§ **ACTIVITY**: Reproduce the film review starting with "The film’s protagonist" and going on through "going mostly unused.", swapping "location scout" for "site scout".

§ **TEXT SEGMENT**:
§

Review by Andrew Swafford

For people like me who have been brought up on American media, attending an international film festival like TIFF is a valuable opportunity to see the way that artists from various far flung countries represent themselves, as opposed to the way we may have seen them misrepresented in American media that exotifies or whitewashes their culture. Most English-speaking audiences have probably never been knowingly exposed to Thailand on screen, but they’ve seen it as a shorthand for “exotic paradise” in, to name one example, James Bond films. As a cross-cultural collaboration set in Thailand between a Thai filmmaker and a British one, Krabi, 2562 is largely about the disconnect between what Thailand is and how it’s been sold by the global commercial film industry. 

The film’s protagonist is a location scout, traversing the island of Krabi for ideas about how to visually present a landscape that has already been commodified by global pop culture and, as a result, turned into a tourist trap populated by the mostly-faceless hordes of beach-lounging white folks here captured from a distance and en masse. Along the way, we experience open-ended interviews with locals, a karaoke performance, an obviously problematic commercial shoot (associating the “exotic” locale with Neanderthals) done by Thai filmmakers themselves, many surreal encounters with “real” (?) Neanderthals, and a trip to a symbolically closed local movie theater, with a shrine to the theater’s guardian spirit going mostly unused.

Co-directors Ben Rivers (UK) and Anocha Suwichakornpong (Thailand) are both veterans of the avant-garde and slow cinema cinematic traditions, and present this complex search for authenticity/truth in an appropriately fragmented and patient manner, trusting the audience to piece together a series of sometimes disjointed images into a larger picture. In doing so, they make direct reference to Thailand’s most critically celebrated filmmaker, slow cinema sage Apichatpong Weerasethakul, at one point shooting inside the cave where Uncle Boonmee somewhat famously reincarnates, as well as including a discussion about that film being banned for being too subversive. The problem of respectfully depicting Thailand, the film suggests, is a multi-dimensional one: not only has the space been already appropriated by Americans (et al) seeking to exploit its natural beauty, but the local government is actively squandering attempts to do otherwise – it’s more profitable to go along with reductive appropriation than it is to cultivate artists who might represent their homeland in a way that complicates the status quo. I’m still puzzling over certain elements of Krabi, 2562, but of course I am – it’s an ambitious film that plunges deep into the murky waters of representation and doesn’t bother coming up for air.

§

§ **Records excerpted from a collection**:
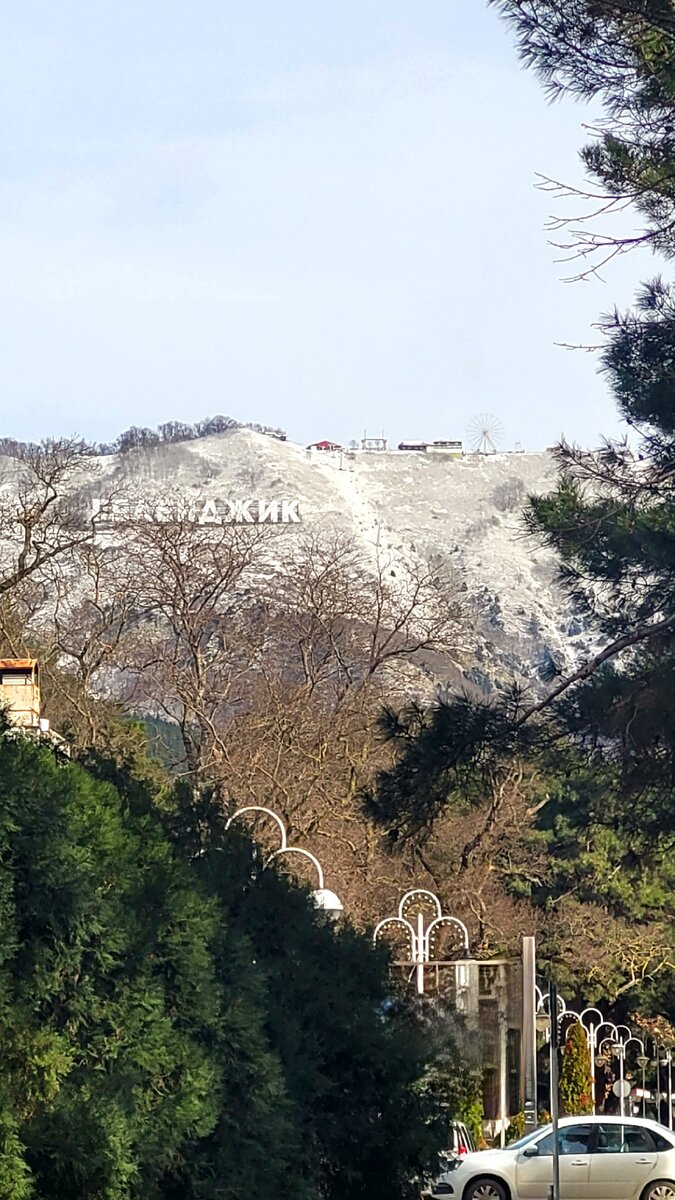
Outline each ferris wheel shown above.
[466,413,504,454]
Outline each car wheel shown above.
[641,1180,675,1200]
[464,1178,506,1200]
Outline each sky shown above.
[0,0,657,449]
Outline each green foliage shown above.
[0,733,442,1200]
[164,797,443,1200]
[558,1022,593,1117]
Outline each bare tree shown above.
[0,438,95,596]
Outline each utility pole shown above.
[549,982,560,1200]
[520,937,537,1133]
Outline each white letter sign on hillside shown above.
[91,491,303,527]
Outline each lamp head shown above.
[312,888,345,920]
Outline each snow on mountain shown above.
[79,430,592,688]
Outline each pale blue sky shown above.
[0,0,655,449]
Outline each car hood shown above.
[443,1150,515,1180]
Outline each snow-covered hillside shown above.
[77,430,592,686]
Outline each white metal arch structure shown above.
[225,804,345,917]
[372,888,468,996]
[225,804,288,853]
[265,846,324,888]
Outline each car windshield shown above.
[507,1126,551,1150]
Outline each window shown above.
[596,1123,656,1154]
[538,1124,592,1154]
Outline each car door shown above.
[590,1121,657,1200]
[515,1122,595,1200]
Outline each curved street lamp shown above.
[225,804,345,919]
[372,888,468,996]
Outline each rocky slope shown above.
[78,430,592,688]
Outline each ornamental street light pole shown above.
[372,888,468,996]
[225,804,344,919]
[661,1048,673,1132]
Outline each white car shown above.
[430,1116,675,1200]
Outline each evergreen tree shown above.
[0,736,288,1200]
[366,0,675,1004]
[163,797,443,1200]
[558,1021,593,1117]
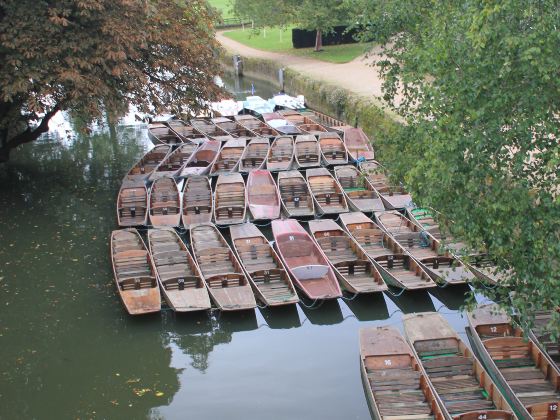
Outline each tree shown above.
[233,0,348,52]
[0,0,223,162]
[347,0,560,334]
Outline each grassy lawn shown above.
[224,26,369,63]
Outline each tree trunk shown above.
[315,29,323,52]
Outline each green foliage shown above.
[0,0,219,161]
[347,0,560,331]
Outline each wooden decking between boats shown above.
[403,312,515,420]
[334,165,385,212]
[190,223,257,311]
[148,142,198,181]
[148,178,181,230]
[181,176,214,229]
[319,133,348,165]
[467,304,560,420]
[340,212,437,290]
[344,128,375,162]
[309,219,387,293]
[210,138,247,176]
[229,223,299,306]
[295,134,321,168]
[239,137,270,173]
[278,170,315,217]
[214,173,246,225]
[272,219,342,300]
[111,229,161,315]
[245,169,281,220]
[148,228,211,312]
[117,182,148,227]
[266,136,294,172]
[360,327,445,420]
[306,168,348,214]
[179,140,221,178]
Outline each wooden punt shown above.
[148,122,183,146]
[167,120,208,144]
[319,133,348,165]
[309,219,387,293]
[402,312,515,420]
[278,170,315,217]
[210,139,247,176]
[272,219,342,300]
[306,168,348,214]
[117,183,148,227]
[340,212,437,290]
[266,136,294,172]
[245,169,280,220]
[181,176,214,229]
[467,304,560,420]
[214,173,246,225]
[123,144,171,182]
[229,223,299,306]
[190,223,257,311]
[239,137,270,173]
[111,229,161,315]
[148,228,211,312]
[148,178,181,226]
[179,140,221,178]
[334,165,385,212]
[148,142,198,181]
[360,162,413,210]
[295,134,321,168]
[375,210,474,284]
[344,128,375,162]
[360,327,445,420]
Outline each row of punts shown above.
[360,304,560,420]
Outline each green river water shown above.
[0,75,482,420]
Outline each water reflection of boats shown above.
[344,293,389,321]
[387,290,436,314]
[300,299,344,325]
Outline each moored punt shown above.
[148,142,198,181]
[123,144,171,182]
[266,136,294,171]
[246,169,280,220]
[403,312,515,420]
[166,120,208,144]
[190,223,257,311]
[148,122,183,145]
[214,173,246,225]
[148,178,181,226]
[148,228,211,312]
[295,134,321,168]
[306,168,348,214]
[344,128,375,162]
[278,171,315,217]
[360,327,445,420]
[340,212,437,290]
[272,219,342,300]
[319,133,348,165]
[210,139,247,176]
[334,165,385,212]
[376,210,474,284]
[181,176,214,229]
[309,219,387,293]
[229,223,299,306]
[360,162,412,210]
[111,229,161,315]
[117,183,148,227]
[179,140,221,178]
[239,137,270,173]
[467,304,560,420]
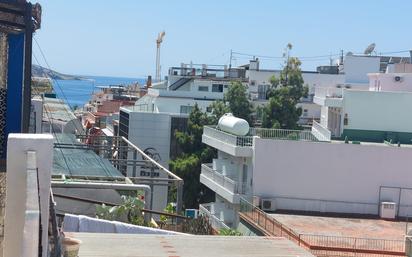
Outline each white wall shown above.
[253,138,412,215]
[343,55,380,83]
[129,112,171,211]
[343,90,412,132]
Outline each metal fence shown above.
[202,164,243,194]
[22,151,41,256]
[203,126,322,147]
[203,126,253,147]
[249,128,319,141]
[199,204,230,231]
[312,121,332,141]
[239,198,405,256]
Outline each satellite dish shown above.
[363,43,376,55]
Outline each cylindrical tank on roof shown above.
[217,113,249,136]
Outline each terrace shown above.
[202,124,330,157]
[200,163,245,203]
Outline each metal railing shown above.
[199,204,230,230]
[315,87,343,98]
[202,163,242,194]
[239,198,405,257]
[22,151,41,256]
[203,126,330,147]
[203,126,253,147]
[312,121,332,141]
[54,135,183,211]
[249,128,319,141]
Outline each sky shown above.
[33,0,412,78]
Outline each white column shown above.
[3,134,53,257]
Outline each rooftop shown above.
[270,211,407,240]
[72,233,313,257]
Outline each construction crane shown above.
[156,31,166,81]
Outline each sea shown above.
[52,76,146,108]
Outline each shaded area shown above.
[53,134,123,177]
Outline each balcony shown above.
[202,126,253,157]
[200,163,245,203]
[312,121,332,141]
[313,87,343,107]
[202,126,330,157]
[199,203,231,231]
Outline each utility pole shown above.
[155,31,166,81]
[229,49,233,70]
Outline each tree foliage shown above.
[262,44,308,129]
[224,81,252,122]
[170,105,215,208]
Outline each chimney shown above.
[409,50,412,63]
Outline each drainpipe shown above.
[51,181,152,221]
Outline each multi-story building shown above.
[314,60,412,144]
[115,64,247,210]
[200,112,412,228]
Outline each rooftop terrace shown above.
[73,233,313,257]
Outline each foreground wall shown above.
[253,138,412,216]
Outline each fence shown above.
[203,126,253,146]
[203,126,330,147]
[199,204,229,231]
[239,198,405,256]
[312,121,332,141]
[249,128,319,141]
[22,151,41,256]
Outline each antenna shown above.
[363,43,376,55]
[155,31,166,81]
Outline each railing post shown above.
[3,134,53,257]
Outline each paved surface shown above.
[270,214,412,240]
[69,233,313,257]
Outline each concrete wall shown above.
[253,138,412,215]
[129,112,171,210]
[343,55,380,83]
[2,134,53,257]
[343,90,412,132]
[368,73,412,92]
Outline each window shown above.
[302,109,308,117]
[198,86,209,92]
[180,105,193,113]
[212,84,223,93]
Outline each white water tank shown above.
[217,113,249,136]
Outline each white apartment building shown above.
[199,113,412,229]
[314,61,412,144]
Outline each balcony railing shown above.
[199,204,230,230]
[203,126,253,147]
[203,126,330,147]
[249,128,319,141]
[315,87,343,98]
[202,163,244,194]
[312,121,332,141]
[22,151,40,256]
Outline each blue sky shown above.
[33,0,412,77]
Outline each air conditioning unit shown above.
[380,202,396,220]
[393,76,402,82]
[261,199,276,211]
[252,195,260,207]
[185,209,199,219]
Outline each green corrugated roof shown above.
[53,134,123,177]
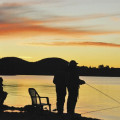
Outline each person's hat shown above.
[69,60,78,65]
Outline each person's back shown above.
[0,77,7,106]
[67,60,85,114]
[53,71,66,114]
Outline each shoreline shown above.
[0,111,100,120]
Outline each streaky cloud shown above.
[26,42,120,48]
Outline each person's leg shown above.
[56,85,66,114]
[0,92,7,105]
[67,87,79,114]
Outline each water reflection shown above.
[2,76,120,120]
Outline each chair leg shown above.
[49,105,51,112]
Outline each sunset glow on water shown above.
[2,75,120,120]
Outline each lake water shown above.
[1,75,120,120]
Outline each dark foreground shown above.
[0,111,99,120]
[0,105,100,120]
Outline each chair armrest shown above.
[40,97,50,104]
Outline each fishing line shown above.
[86,83,120,104]
[81,106,120,114]
[81,83,120,114]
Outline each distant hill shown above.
[0,57,120,77]
[0,57,68,75]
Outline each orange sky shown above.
[0,0,120,67]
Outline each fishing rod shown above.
[81,106,120,114]
[81,83,120,114]
[86,83,120,104]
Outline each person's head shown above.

§

§ **COMPLETED TASK**:
The film’s protagonist is a site scout, traversing the island of Krabi for ideas about how to visually present a landscape that has already been commodified by global pop culture and, as a result, turned into a tourist trap populated by the mostly-faceless hordes of beach-lounging white folks here captured from a distance and en masse. Along the way, we experience open-ended interviews with locals, a karaoke performance, an obviously problematic commercial shoot (associating the “exotic” locale with Neanderthals) done by Thai filmmakers themselves, many surreal encounters with “real” (?) Neanderthals, and a trip to a symbolically closed local movie theater, with a shrine to the theater’s guardian spirit going mostly unused.